D’une molécule suscitant la controverse, le cannabidiol ou CBD s’impose progressivement dans les habitudes de consommation de plus de 7 millions de Français. Décryptage…
7 millions de consommateurs, 2 000 magasins spécialisés et une incertitude juridique
Curieux destin que celui du cannabidiol dans l’Hexagone. Cette molécule qui longtemps suscité la controverse semble entrer dans les mœurs.
Face à l’engouement croissant pour les produits contenant cette substance non psychotrope extraite du chanvre industriel, un arrêté ministériel publié le 31 décembre 2021 était pourtant venu couper l’herbe sous le pied des professionnels de ce secteur lucratif. A compter du 1er janvier 2022, la molécule (sous sa forme pure) devait être bannie du circuit « grand public », se cantonnant aux laboratoires scientifiques et autres structures de santé engagées dans des expérimentations médicales.
Saisi par des professionnels furieux mais solidaires, le Conseil d’Etat avait suspendu l’interdiction ministérielle à titre provisoire, relançant la machine du CBD dès le 24 janvier 2022. Le Juge de Référés a en effet qualifié la décision du gouvernement d’ « injustifiée » et de « disproportionnée » au regard des éléments en sa disposition, rappelant que les produits à base de CBD ayant une concentration en THC inférieure à 0,3 % ne présentaient pas d’effets psychotropes. La plus haute institution administrative s’est donc alignée sur la position du Comité Scientifique de l’Organisation Mondiale de la Santé (OMS), qui estime que « le CBD ne présente pas de potentiel d’abus et de nocivité pour la santé publique » (voir le communiqué officiel).
Aujourd’hui, plus de 7 millions de consommateurs français s’approvisionnent en huiles, fleurs, feuilles, tisanes, e-liquides de vapotage et aliments à base de CBD dans plus de 2 000 boutiques spécialisées, essentiellement concentrées dans les grands pôles urbains. Le nombre de magasins proposant ces produits « relaxants » a été multiplié par cinq en moins de deux ans malgré le contexte juridique incertain. D’ailleurs, le projet de CBD Shop en France semble séduire de plus en plus de jeunes entrepreneurs en dépit de la réticence des établissements bancaires à financer ces commerces.
CBD en France : pourquoi un tel engouement ?
Si l’on exclut les péripéties juridiques, le marché français profite d’un macroenvironnement très avantageux. Il faut savoir que près d’un Français sur cinq déclare « se sentir stressé la plupart du temps » selon les chiffres de la Chambre Syndicale de Sophrologie… soit plus de 10 millions de personnes. Plébiscité pour ses effets relaxants, le cannabidiol peut contribuer à soulager le stress et l’anxiété mineure à modérée sans effets secondaires majeurs.
----
Poursuivez l'article ci-dessus sur le CBD en France à partir de sa dernière phrase.

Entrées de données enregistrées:
----
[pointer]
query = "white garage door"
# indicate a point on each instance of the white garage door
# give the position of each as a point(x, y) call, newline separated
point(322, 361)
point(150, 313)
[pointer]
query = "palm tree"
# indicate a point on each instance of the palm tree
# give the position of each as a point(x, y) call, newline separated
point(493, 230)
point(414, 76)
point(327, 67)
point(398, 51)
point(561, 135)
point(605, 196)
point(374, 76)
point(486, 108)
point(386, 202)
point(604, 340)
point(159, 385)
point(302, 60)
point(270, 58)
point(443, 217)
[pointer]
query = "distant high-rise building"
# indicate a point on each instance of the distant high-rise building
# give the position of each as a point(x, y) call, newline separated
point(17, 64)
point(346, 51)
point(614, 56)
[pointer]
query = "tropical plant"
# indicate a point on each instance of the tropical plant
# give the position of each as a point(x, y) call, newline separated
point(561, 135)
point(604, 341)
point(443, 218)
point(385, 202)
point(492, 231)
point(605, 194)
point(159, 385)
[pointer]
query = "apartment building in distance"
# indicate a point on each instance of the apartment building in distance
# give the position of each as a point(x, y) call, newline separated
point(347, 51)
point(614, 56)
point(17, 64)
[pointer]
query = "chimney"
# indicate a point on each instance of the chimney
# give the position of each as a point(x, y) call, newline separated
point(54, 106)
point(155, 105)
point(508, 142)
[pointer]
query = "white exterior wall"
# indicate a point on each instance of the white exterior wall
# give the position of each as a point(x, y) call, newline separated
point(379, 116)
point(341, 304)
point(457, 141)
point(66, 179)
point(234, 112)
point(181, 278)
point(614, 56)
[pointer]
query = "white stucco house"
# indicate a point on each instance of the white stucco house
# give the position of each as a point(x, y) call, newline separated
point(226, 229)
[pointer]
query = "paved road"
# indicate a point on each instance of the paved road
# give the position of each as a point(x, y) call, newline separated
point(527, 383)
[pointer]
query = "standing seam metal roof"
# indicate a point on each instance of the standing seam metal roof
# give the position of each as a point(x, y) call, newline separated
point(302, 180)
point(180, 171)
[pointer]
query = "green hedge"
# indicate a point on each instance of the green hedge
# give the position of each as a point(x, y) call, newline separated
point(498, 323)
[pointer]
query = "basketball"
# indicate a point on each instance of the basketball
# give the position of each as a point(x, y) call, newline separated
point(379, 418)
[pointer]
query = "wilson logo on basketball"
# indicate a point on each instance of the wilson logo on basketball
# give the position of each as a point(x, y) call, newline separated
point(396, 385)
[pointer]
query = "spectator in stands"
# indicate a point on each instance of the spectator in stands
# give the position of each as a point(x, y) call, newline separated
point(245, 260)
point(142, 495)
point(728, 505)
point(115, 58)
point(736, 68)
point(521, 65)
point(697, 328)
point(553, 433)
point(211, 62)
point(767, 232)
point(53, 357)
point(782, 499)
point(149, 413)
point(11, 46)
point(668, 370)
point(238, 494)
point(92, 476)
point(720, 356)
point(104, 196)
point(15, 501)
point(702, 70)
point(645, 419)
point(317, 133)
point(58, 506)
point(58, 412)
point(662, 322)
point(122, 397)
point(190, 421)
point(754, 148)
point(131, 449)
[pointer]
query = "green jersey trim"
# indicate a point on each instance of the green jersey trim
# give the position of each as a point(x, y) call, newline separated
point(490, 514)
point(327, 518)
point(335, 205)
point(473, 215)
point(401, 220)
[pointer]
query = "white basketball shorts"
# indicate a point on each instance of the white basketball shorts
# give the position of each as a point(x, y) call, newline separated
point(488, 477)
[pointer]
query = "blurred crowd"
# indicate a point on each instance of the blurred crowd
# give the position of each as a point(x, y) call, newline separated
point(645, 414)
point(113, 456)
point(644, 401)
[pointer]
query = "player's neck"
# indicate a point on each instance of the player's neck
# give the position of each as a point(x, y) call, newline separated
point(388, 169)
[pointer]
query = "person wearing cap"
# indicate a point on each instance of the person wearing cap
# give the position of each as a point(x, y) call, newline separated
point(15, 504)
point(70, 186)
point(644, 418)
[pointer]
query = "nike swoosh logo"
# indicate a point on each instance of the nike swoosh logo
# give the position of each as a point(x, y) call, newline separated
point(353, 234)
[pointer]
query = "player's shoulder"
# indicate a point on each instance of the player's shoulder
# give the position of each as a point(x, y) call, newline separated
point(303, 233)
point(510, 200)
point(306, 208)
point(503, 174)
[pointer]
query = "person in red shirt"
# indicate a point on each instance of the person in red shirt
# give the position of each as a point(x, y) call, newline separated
----
- _Corrigé_:
Ensuite, et selon les chiffres du Baromètre du Sommeil de Santé publique France, les Français ont perdu plus d’une heure et demie de sommeil en 50 ans. Le Baromètre épingle un écart de plus d’une demi-heure de sommeil, chaque nuit, entre les recommandations des professionnels de santé et le sommeil effectif des Français. Selon une étude réalisée par le département de Psychiatrie de l’Université du Colorado, le CBD permettrait d’améliorer le cycle du sommeil des personnes souffrant d’épisodes d’insomnie, à fortiori lorsqu’ils sont causés par un stress chronique.
Sur le plan économique, la France s’impose aujourd’hui comme le troisième producteur mondial de chanvre industriel, matière première dont est issue la molécule de cannabidiol (derrière la Chine et le Canada). La France concentre d’ailleurs plus de la moitié de la production européenne, loin devant les Pays-Bas et l’Italie. La disponibilité de la matière première permet aux professionnels de s’approvisionner à bas prix et de proposer des tarifs très compétitifs, ce qui consolide la demande.
Quid de l’utilisation du CBD en Algérie ?
Le législateur algérien ne réserve pas de traitement de faveur au cannabidiol. La molécule est en effet considérée comme un stupéfiant, au même titre que le THC contenu dans le cannabis. D’ailleurs, l’Algérie s’est opposée de manière frontale aux recommandations de l’Organisation Mondiale de la Santé (OMS) en matière de CBD thérapeutique.
Pour l’anecdote, le cannabis médical a longtemps fait partie de la pharmacopée algérienne. On retrouve même des mentions de la « zatla » dans des écrits du 12e siècle, notamment dans les ouvrages de médecine traditionnelle « Umdat At-Tabîb » et « Jami’al-mufradat ».